> **TEXT EXCERPT**
Recognise & remove corrupted jpeg files

Shotwell started to crash on my computer. I have realised it’s due to corrupted JPEG files in my picture directory. I have started to remove corrupted files by hand, based on entries from shotwell log.cache/shotwell/shotwell.log. However after removal of several files, I have noticed corrupted JPEG are spread all over my photos. Luckily, there is simple way of detecting corrupted jpeg files using Python Imaging Library (PIL).

  1. First, clear shotwell cache
  2. Note, this will remove all you libraries from shotwell!

    rm -r ./.cache/shotwell ./.local/share/shotwell
  3. Install dependencies
  4. sudo easy_install -U PIL Send2Trash
  5. And run python
  6. Below code will move all corrupted .jpg and .jpeg files to system trash.

      import os, sys
      from PIL import Image
      from send2trash import send2trash
       
      def is_jpg(filename):
        try:
          i=Image.open(filename)

> **GIVEN TASK 1**
Update the corrupted JPEG text, starting at "Shotwell started to" and ending at "libraries from shotwell!", so that "picture directory" becomes "photo folder".
> **GIVEN TASK 2**
Go on with the corrupted JPEG text from the point where it stops.
The entries after this are separate material and have no connection to the corrupted JPEG text.

> **ENTRIES**
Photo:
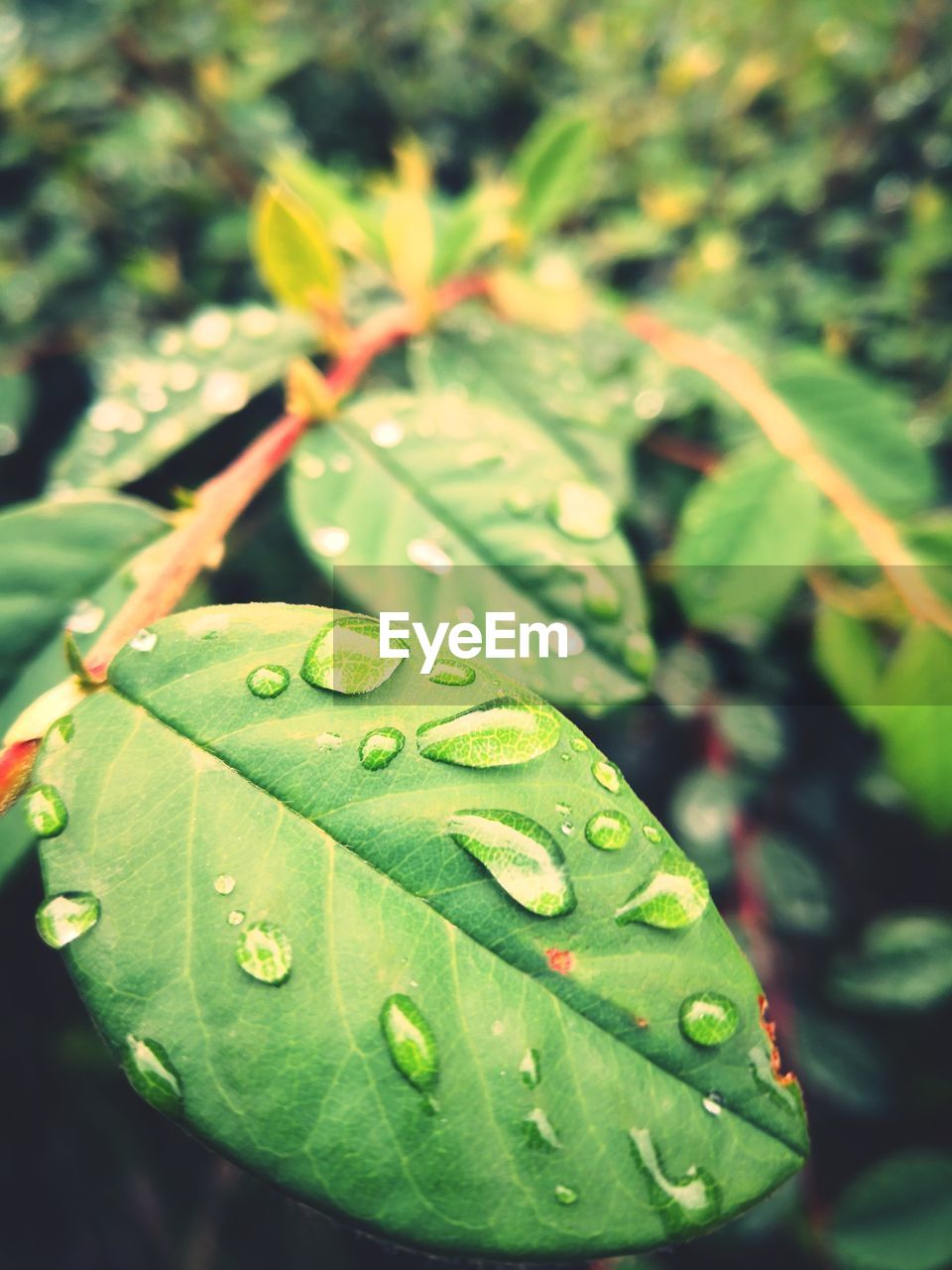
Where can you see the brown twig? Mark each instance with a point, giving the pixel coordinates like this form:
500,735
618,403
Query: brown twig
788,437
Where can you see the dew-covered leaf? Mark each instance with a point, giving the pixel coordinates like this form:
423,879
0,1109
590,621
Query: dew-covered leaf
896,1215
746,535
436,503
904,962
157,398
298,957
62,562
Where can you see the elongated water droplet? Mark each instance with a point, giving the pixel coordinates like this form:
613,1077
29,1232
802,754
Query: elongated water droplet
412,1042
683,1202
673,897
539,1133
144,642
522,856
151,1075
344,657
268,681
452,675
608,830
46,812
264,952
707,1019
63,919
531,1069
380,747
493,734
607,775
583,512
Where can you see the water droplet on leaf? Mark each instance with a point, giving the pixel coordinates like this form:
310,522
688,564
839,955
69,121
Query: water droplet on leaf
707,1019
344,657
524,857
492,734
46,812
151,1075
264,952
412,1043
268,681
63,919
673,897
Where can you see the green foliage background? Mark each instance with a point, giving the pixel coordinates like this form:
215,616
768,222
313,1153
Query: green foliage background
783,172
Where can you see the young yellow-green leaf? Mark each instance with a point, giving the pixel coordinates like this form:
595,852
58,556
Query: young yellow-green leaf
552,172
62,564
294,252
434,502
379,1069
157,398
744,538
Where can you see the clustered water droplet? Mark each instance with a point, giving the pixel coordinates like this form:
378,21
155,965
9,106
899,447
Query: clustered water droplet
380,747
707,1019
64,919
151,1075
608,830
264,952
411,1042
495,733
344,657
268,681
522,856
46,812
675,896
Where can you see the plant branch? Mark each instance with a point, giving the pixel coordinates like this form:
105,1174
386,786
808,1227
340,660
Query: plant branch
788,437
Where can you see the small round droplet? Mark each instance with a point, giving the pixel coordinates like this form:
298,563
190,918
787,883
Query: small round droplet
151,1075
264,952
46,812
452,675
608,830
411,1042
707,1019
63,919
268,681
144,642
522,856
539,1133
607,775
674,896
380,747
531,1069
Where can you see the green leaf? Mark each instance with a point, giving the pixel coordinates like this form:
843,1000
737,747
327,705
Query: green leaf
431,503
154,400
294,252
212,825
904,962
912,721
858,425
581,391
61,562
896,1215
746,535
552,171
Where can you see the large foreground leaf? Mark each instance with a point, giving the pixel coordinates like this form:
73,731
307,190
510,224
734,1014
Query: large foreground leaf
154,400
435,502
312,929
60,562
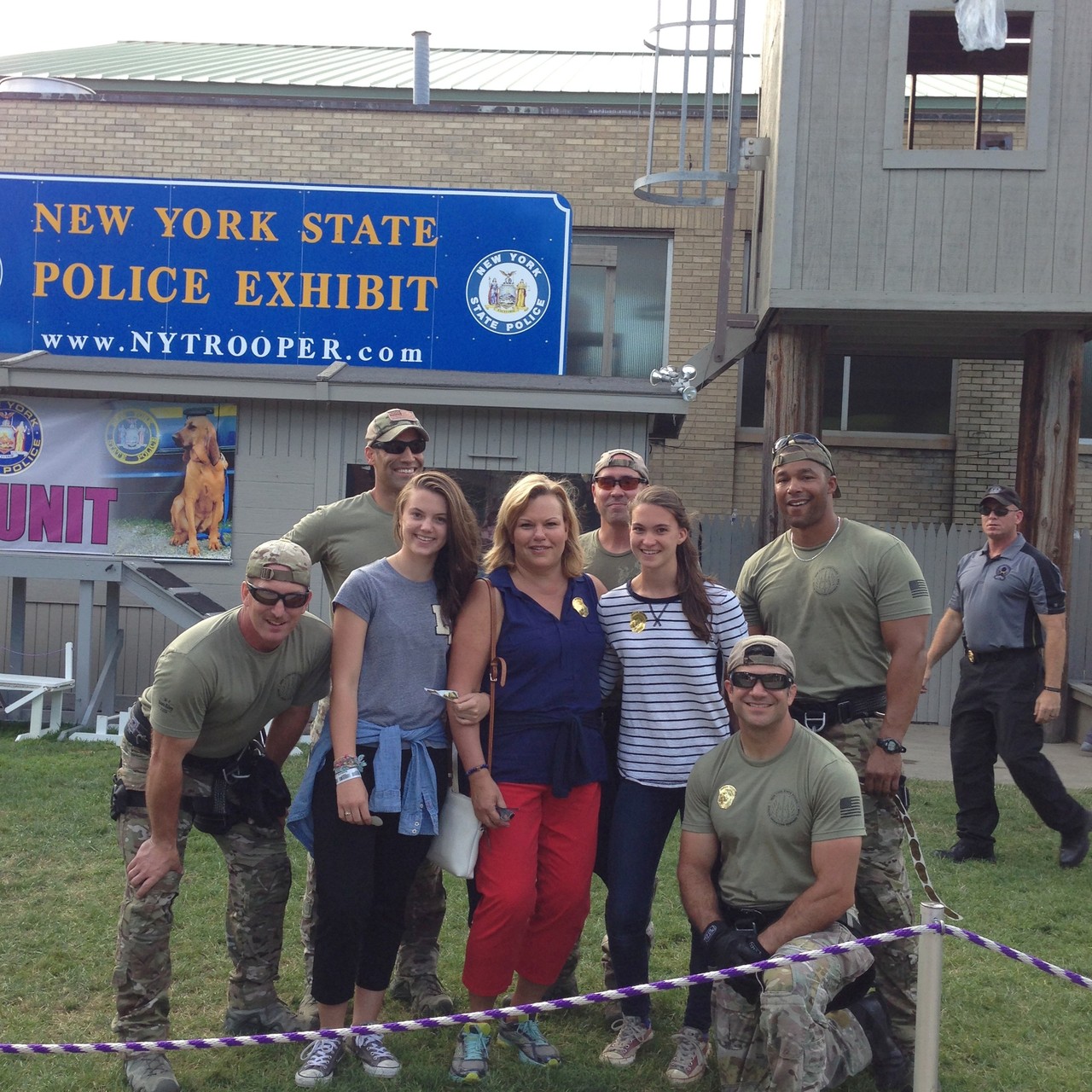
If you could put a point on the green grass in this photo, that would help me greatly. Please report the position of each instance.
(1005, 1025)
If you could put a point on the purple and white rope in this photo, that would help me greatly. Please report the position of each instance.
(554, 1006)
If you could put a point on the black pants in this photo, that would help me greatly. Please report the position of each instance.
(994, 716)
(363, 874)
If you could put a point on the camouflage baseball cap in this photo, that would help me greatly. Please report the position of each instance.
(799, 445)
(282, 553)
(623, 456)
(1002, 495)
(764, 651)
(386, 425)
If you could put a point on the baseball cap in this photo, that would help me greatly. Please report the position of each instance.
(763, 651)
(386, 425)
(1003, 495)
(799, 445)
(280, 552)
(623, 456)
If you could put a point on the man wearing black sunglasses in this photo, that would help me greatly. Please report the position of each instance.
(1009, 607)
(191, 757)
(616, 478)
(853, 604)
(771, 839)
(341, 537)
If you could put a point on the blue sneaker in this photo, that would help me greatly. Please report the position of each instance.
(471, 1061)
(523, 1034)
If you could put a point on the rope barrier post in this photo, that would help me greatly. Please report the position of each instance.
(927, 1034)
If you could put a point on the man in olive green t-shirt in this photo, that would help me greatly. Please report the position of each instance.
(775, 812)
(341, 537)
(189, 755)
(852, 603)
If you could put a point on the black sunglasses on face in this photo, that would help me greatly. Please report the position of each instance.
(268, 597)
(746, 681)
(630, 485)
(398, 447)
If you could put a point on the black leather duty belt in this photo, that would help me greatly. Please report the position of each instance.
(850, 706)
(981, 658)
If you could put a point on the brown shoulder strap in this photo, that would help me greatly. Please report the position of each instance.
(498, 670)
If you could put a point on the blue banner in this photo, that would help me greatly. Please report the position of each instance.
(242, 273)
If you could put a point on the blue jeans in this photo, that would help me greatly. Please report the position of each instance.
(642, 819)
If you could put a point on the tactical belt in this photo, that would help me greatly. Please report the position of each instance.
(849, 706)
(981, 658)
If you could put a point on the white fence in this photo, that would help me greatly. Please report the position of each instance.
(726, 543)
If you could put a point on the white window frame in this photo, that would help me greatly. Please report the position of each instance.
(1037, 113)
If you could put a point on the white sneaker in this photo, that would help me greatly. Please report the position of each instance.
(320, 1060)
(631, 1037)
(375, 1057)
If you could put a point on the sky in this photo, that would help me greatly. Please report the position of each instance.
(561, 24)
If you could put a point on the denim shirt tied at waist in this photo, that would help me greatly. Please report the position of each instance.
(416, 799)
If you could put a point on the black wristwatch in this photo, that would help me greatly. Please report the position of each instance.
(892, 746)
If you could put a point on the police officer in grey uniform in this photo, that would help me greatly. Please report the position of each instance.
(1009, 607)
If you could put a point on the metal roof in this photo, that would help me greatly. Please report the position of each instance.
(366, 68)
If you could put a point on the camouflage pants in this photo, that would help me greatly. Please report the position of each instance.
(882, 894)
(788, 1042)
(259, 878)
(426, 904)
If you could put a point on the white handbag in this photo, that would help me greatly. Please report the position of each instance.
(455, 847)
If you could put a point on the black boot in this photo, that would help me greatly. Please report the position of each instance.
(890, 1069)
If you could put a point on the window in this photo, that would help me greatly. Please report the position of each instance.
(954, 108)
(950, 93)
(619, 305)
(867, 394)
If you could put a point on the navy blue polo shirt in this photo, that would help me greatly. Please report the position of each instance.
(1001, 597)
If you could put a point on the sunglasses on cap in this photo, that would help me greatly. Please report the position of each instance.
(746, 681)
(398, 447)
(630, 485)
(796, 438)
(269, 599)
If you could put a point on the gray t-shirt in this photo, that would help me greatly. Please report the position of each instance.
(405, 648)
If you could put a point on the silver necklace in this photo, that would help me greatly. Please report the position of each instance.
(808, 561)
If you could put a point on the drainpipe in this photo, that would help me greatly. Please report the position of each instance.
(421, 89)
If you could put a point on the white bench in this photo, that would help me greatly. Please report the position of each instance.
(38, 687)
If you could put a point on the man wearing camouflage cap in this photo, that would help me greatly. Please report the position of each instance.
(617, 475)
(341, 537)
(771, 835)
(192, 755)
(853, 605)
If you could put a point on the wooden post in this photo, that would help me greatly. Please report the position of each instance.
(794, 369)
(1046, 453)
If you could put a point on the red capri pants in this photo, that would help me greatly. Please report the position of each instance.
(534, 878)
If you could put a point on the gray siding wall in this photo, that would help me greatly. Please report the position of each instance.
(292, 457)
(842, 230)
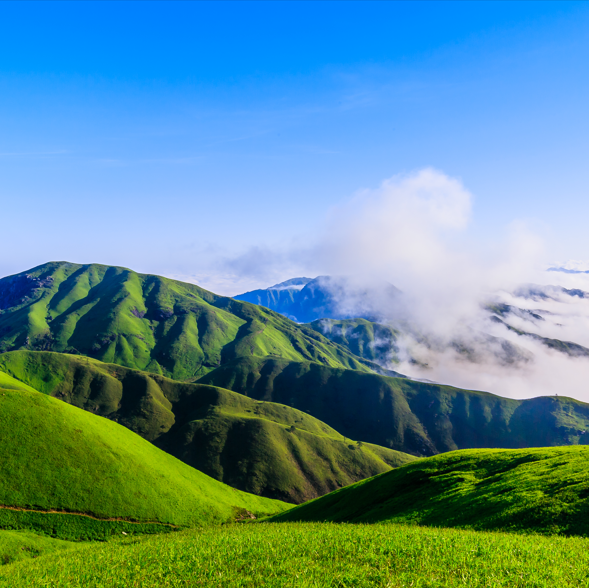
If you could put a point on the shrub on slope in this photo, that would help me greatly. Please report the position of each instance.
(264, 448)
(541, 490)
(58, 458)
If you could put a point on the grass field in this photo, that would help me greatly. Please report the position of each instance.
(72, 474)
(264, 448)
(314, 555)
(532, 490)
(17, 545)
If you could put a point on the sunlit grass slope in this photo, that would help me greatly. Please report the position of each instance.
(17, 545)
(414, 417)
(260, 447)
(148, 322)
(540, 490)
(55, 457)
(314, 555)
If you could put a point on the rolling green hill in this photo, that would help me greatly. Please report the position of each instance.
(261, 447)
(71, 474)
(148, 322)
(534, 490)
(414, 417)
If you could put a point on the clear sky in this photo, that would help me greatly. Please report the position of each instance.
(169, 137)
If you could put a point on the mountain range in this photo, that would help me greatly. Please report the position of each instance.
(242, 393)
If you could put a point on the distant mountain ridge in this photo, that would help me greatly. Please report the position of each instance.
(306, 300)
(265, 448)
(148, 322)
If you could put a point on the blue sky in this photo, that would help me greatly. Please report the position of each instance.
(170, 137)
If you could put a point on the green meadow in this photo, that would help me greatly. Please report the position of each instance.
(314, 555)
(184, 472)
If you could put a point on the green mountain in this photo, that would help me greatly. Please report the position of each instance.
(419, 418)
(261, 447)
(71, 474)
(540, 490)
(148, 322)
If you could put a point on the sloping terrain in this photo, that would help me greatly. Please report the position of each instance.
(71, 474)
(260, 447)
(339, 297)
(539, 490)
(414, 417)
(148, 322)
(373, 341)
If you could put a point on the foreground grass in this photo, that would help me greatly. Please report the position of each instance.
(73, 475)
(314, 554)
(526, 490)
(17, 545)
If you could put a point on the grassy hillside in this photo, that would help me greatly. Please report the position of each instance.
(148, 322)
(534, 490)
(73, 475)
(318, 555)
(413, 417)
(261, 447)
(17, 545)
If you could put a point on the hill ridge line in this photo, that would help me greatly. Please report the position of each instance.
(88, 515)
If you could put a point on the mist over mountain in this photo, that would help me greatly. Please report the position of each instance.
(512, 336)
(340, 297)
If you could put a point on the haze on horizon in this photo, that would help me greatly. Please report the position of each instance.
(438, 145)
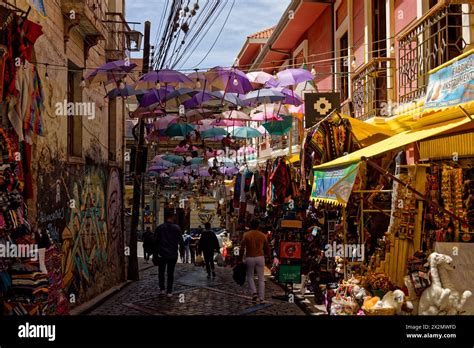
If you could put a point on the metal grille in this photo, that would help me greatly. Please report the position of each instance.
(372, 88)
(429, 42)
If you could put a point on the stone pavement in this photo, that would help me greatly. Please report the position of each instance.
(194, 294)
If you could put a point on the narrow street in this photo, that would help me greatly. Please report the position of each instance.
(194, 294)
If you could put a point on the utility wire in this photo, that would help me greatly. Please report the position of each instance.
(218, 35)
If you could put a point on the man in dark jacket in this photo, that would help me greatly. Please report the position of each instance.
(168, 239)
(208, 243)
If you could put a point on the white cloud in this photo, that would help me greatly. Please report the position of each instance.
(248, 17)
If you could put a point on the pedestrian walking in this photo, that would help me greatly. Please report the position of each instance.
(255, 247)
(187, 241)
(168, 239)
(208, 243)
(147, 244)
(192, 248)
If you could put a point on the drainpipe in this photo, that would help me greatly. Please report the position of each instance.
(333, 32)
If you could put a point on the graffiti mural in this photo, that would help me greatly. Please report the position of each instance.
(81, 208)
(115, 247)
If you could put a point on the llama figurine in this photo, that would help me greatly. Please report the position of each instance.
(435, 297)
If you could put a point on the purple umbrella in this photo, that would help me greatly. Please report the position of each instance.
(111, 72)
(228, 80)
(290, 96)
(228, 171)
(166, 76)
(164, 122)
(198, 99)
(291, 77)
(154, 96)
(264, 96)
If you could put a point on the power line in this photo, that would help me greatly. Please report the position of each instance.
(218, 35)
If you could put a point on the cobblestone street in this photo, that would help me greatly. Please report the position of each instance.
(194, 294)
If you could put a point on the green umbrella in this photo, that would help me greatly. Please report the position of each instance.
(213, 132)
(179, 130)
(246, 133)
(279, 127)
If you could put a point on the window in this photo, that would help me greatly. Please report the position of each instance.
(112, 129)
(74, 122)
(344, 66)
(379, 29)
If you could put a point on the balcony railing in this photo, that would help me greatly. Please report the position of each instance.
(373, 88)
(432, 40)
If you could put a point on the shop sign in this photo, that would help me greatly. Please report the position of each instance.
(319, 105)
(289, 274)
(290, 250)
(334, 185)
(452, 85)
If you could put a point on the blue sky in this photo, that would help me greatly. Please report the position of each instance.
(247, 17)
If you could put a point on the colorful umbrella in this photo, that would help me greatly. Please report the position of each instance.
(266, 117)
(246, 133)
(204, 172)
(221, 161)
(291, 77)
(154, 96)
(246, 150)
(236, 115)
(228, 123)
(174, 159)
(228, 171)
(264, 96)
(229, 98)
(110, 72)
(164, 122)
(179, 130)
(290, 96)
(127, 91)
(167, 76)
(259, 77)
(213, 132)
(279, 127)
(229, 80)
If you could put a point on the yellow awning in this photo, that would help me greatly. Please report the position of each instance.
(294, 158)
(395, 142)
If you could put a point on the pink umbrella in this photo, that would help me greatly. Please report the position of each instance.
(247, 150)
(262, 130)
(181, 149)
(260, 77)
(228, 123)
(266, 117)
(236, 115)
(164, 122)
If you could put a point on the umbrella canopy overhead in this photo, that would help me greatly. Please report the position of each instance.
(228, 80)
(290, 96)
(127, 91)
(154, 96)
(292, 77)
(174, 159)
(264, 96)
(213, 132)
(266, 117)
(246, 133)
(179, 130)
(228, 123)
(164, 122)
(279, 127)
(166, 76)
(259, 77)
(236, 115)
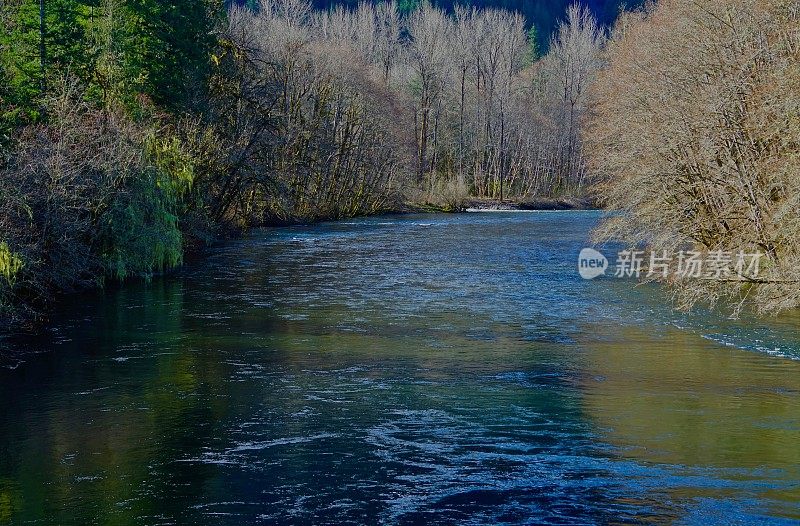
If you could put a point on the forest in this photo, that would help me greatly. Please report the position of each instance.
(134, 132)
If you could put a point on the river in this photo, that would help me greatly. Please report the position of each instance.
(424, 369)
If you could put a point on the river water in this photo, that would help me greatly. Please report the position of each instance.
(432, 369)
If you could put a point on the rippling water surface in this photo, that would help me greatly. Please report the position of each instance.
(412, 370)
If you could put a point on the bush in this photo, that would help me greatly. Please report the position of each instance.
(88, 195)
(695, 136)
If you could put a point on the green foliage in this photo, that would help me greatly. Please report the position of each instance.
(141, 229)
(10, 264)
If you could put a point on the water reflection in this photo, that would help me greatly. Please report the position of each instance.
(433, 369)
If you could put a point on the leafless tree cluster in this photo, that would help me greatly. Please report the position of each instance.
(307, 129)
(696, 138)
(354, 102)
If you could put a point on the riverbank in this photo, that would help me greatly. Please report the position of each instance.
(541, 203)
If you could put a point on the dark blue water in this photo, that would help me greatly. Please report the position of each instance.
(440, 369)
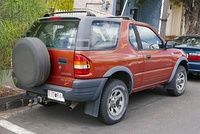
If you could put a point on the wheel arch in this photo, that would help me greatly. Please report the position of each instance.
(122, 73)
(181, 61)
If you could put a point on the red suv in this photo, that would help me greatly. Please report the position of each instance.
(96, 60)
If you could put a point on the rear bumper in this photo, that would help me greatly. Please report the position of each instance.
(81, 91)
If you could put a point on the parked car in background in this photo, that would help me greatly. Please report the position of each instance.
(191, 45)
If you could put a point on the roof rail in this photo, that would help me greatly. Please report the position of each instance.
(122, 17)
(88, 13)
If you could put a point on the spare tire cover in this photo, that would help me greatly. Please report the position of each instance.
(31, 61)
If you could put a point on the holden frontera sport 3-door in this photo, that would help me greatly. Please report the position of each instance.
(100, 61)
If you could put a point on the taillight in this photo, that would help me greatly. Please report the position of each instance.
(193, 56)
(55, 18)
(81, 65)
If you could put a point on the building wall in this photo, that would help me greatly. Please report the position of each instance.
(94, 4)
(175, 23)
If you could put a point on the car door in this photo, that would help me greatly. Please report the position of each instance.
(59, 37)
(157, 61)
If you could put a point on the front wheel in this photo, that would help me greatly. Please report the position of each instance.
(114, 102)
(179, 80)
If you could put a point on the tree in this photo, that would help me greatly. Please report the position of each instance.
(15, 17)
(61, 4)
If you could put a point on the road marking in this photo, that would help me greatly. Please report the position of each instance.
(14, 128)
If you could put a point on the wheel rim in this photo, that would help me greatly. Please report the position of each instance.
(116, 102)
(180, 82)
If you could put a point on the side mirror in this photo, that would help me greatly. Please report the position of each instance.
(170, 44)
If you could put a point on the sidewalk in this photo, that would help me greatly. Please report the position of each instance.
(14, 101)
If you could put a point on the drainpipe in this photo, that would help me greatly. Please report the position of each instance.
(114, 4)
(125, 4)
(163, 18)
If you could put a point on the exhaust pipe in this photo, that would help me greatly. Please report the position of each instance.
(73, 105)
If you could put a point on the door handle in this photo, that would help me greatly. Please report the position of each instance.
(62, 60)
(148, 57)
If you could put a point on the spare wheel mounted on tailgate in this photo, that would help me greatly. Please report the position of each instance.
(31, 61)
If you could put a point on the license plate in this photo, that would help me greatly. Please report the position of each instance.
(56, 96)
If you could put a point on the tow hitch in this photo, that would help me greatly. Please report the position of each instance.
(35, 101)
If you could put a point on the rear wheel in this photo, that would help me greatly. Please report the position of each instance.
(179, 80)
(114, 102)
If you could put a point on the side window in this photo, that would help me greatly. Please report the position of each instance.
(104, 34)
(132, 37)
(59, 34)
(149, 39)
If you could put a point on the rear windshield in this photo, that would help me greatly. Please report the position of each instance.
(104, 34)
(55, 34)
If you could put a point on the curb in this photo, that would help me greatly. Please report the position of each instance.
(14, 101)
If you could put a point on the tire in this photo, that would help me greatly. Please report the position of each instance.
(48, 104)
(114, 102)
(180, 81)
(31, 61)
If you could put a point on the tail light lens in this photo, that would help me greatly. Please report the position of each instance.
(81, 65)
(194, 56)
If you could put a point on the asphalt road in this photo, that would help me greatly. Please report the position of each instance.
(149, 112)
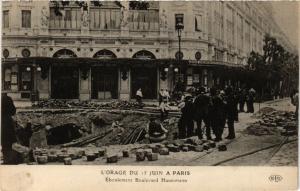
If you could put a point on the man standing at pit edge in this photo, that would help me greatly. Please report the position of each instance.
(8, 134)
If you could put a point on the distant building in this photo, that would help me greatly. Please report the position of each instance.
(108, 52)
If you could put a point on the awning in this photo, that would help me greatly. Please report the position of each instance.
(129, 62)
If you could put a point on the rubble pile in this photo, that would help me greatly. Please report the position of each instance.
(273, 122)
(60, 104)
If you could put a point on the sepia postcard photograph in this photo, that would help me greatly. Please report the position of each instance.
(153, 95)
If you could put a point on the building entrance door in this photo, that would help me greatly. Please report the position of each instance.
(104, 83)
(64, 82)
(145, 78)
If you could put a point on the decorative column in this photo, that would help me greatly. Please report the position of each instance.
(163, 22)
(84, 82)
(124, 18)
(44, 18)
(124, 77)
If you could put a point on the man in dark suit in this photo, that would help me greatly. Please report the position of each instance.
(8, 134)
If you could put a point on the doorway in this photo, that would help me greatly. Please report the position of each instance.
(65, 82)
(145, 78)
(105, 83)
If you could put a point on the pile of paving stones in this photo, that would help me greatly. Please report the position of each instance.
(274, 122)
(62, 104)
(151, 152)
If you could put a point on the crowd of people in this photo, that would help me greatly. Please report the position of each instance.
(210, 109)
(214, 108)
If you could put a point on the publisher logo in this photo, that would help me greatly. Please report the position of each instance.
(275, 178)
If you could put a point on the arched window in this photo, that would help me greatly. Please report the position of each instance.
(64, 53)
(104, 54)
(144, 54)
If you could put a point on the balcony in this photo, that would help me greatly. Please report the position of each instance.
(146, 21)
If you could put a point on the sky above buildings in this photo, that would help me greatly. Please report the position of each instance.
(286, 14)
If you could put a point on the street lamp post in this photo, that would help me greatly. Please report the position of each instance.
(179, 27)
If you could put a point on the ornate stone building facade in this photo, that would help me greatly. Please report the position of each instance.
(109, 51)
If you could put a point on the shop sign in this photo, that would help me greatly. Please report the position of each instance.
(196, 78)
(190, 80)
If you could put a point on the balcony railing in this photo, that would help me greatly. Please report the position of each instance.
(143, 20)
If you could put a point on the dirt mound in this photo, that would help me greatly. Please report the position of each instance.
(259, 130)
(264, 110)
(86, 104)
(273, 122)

> **EXERCISE RESULT 1**
Shotwell started to crash on my computer. I have realised it’s due to corrupted JPEG files in my photo folder. I have started to remove corrupted files by hand, based on entries from shotwell log.cache/shotwell/shotwell.log. However after removal of several files, I have noticed corrupted JPEG are spread all over my photos. Luckily, there is simple way of detecting corrupted jpeg files using Python Imaging Library (PIL).

  1. First, clear shotwell cache
  2. Note, this will remove all you libraries from shotwell!

> **EXERCISE RESULT 2**
          return i.format =='JPEG'
        except IOError:
          return False
       
      cdir = "."
      if len(sys.argv)>1:
        cdir = sys.argv[1]
      i=j=k=0
      for root, dirs, fnames in os.walk(cdir):
        sys.stderr.write(" %s\n"% root)
        j += 1
        dirs.sort()
        jpegs = filter(lambda fn: fn.lower().endswith((".jpg",".jpeg")), fnames)
        for fn in jpegs:
          fpath = os.path.join(root, fn)
          if not is_jpg(fpath):
            sys.stderr.write("  %s\n"%fn)
            send2trash(fpath)
            k += 1
        i += len(jpegs)
       
      print "%s files scanned in %s dirs. %s files removed."%(i, j, k)